### [TASK REQUIREMENTS]
Every line below is to be quoted exactly, with nothing added or dropped.

============================================================

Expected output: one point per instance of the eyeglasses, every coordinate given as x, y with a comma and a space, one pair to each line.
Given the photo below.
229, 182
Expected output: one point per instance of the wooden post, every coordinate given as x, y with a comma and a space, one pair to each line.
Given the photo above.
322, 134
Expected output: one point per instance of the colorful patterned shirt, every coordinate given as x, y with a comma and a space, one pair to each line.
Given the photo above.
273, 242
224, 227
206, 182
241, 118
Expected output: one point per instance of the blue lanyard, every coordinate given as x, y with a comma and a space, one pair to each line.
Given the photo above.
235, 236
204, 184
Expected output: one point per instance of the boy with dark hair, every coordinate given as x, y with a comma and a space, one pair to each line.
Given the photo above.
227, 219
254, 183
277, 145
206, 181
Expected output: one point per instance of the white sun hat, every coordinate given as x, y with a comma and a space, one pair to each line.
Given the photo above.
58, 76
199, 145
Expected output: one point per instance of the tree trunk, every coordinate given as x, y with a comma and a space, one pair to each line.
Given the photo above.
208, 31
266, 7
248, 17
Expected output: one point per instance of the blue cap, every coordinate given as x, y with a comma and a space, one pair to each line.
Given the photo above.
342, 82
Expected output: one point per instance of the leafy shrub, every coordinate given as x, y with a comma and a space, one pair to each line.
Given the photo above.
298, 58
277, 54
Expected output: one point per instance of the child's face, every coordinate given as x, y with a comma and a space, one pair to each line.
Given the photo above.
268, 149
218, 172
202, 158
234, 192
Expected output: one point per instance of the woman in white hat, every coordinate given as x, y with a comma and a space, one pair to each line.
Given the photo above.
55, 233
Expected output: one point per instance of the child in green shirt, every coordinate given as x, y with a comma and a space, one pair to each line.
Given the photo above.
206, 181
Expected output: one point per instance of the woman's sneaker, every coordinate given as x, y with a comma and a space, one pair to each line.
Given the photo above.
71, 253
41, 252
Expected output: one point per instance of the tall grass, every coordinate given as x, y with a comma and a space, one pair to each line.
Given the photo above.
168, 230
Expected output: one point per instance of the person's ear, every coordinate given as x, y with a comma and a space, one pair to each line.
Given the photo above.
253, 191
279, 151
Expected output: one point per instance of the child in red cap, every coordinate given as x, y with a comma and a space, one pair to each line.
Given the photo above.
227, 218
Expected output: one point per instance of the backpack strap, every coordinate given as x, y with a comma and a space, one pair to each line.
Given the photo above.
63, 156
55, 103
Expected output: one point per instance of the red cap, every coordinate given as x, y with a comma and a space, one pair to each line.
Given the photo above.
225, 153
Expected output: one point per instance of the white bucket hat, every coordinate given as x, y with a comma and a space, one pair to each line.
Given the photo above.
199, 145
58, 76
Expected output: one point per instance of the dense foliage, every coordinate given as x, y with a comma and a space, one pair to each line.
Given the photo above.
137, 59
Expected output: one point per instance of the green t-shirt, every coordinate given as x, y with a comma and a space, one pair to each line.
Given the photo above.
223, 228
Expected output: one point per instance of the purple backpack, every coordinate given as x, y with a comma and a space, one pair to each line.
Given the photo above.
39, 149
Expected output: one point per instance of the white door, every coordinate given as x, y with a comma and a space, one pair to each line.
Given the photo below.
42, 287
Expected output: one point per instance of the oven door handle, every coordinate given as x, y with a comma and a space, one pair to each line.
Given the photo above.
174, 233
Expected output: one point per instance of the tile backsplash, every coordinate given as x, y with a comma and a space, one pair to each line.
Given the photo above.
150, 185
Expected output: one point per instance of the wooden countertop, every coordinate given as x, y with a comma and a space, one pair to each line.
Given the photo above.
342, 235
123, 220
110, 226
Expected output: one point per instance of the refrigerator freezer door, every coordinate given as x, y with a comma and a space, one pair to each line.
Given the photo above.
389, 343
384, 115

============================================================

### [ANSWER FOR THE TASK]
Expected output: one point per instance of the eyeglasses, every coordinate given as x, y with a comma and a space, one pair to each line.
Given the photo below.
229, 182
Expected output: one point per instance of the wooden post, every coordinate given as x, y with a comma and a space, one pair to each line.
Given the photo above.
322, 134
Expected output: one point per instance of the colorful patterned shirt, every coordinate given as x, y with a comma and a space, one pair to each line.
Given the photo above.
273, 242
224, 227
206, 182
241, 118
Expected output: one point per instance of the blue lanyard, every coordinate given as x, y with a comma and a space, one pair to each line.
Given the photo above.
235, 236
204, 184
Expected output: one point per instance of the boy with dark hair, every coordinate given as x, y with a comma and a space, one pair to each line.
Given the photo above.
227, 219
254, 183
277, 145
206, 181
Expected output: one point per instance of the white sun hat, every coordinate given as x, y with a comma and a space, one pair to each line.
Given the photo above.
58, 76
199, 145
Expected output: one point per instance of the tree trunk, every coordinate given as x, y with a comma and a space, one pair to each line.
Given the photo above.
208, 31
266, 7
248, 17
Expected output: one point per instance of the blue cap, every coordinate given as x, y with a comma and a space, one pair to each line.
Given the photo above.
342, 82
Expected output: one point per instance of the leafy shrub, every coordinate given as x, y with a comma and a space, one pair to each line.
Given the photo above.
298, 58
277, 54
Expected output: one point per instance of the child's face, every coordinate given as x, y with a comma and a space, one pair to each line.
Given the photo above.
268, 149
218, 172
202, 158
234, 192
Expected output: one point per instance of the woman in white hat, every coordinate given as x, y with a comma and a space, one pair to each line.
Given the photo above.
55, 233
Expected output: one point per instance of the child in green shirt, every coordinate given as x, y with a comma and a space, one pair to each line.
Given the photo above.
206, 181
Expected output: one point per instance of the woman's sneaker, every coordinate given as x, y with a comma and a space, one pair to each line.
Given the photo above.
71, 253
41, 252
Expected output: one point per instance of the tall grass, every coordinate given as x, y with a comma and a space, one pair to each line.
Given the photo above.
168, 230
Expected output: one point per instance of the person's ear, every coordinate given as x, y with a comma and a space, one pair to each line.
Given the photo above.
253, 191
279, 151
Expected output: one point per instance of the child in red cap, every coordinate given as x, y with a comma and a space, one pair to each line.
Given the photo above.
227, 218
Expected output: one point per instance of the backpack strap, every coordinate given as x, y with a comma and a space, one pair to each line.
Given the photo above.
63, 156
55, 103
Expected output: one point per instance of the red cap, every coordinate given as x, y with a comma and a space, one pair to each line.
Given the photo above.
225, 153
Expected output: one point per instance of the white bucket hat, every coordinate given as x, y with a comma and a space, one pair to each line.
Given the photo above.
199, 145
58, 76
Expected output: one point per instance of the dense foliage, every coordinate given as x, y with a comma and a space, one pair to each line.
Given the photo above.
137, 59
Expected output: one point per instance of the green t-shirt, every coordinate given as x, y with a comma and a space, one pair to each line.
Given the photo above.
223, 228
Expected output: one point per instance of the purple backpack, every coordinate given as x, y with a comma and a space, one pair to each line.
Given the photo above.
39, 149
Expected output: one point per instance of the white door, every coordinate given as x, y with a comma and a space, one pair to each line.
Given the photo below.
42, 287
Expected output: one point per instance of the oven door handle, every coordinate given as x, y with a comma and a space, one pair to each line.
Given the photo above.
174, 233
Expected output: one point per instance of the tile backsplash, every coordinate given as x, y with a comma and a space, one pair to each line.
Given the photo above.
150, 185
Expected output: one point per instance of the wooden countertop, every coordinate given as x, y with a comma and a space, one pair to each line.
Given the photo above.
342, 235
123, 220
110, 226
Expected output: one point per instance of the refrigerator freezer door, every coordinate given as x, y with a comma and a space, one pair to each line.
Given the photo above.
389, 343
384, 115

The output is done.